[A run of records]
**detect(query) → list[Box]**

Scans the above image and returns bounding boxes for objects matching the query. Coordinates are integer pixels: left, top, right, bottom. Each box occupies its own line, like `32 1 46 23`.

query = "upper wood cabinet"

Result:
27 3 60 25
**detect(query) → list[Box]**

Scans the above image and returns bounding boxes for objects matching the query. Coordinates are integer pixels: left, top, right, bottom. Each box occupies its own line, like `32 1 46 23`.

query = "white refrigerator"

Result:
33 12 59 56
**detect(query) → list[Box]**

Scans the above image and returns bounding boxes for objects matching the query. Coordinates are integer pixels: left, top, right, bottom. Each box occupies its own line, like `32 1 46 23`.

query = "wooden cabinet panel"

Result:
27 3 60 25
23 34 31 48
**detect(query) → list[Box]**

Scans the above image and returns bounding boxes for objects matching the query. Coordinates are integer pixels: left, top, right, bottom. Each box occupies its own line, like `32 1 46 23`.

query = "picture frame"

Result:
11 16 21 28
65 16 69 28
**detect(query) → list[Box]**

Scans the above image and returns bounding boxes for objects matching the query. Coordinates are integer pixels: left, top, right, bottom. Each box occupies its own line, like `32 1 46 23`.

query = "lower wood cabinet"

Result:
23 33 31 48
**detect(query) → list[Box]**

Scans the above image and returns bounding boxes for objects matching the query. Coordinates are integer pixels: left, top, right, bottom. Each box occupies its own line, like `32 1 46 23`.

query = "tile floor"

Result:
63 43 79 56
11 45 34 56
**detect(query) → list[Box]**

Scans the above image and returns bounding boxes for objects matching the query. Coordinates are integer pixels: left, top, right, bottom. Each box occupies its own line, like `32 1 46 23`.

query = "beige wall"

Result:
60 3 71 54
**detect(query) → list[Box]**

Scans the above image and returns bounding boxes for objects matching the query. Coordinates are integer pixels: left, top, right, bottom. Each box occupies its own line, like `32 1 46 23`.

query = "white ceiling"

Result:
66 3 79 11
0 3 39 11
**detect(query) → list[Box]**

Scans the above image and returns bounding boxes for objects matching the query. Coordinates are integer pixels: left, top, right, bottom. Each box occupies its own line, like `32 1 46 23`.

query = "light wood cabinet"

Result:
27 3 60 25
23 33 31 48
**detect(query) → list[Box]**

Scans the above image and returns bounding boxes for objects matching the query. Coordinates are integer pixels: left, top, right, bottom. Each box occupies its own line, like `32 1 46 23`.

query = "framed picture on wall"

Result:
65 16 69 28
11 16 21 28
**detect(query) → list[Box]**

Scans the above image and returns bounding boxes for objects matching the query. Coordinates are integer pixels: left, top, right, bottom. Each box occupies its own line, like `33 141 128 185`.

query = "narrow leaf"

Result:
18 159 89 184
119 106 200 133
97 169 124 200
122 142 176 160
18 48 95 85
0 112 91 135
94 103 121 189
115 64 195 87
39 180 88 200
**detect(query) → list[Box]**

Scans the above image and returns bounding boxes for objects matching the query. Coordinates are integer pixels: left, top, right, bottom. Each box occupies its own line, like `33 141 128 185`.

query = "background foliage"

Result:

» Task goal
List each line in the material above that contains the word "white".

» Response
query = "white refrigerator"
query = "white ceiling"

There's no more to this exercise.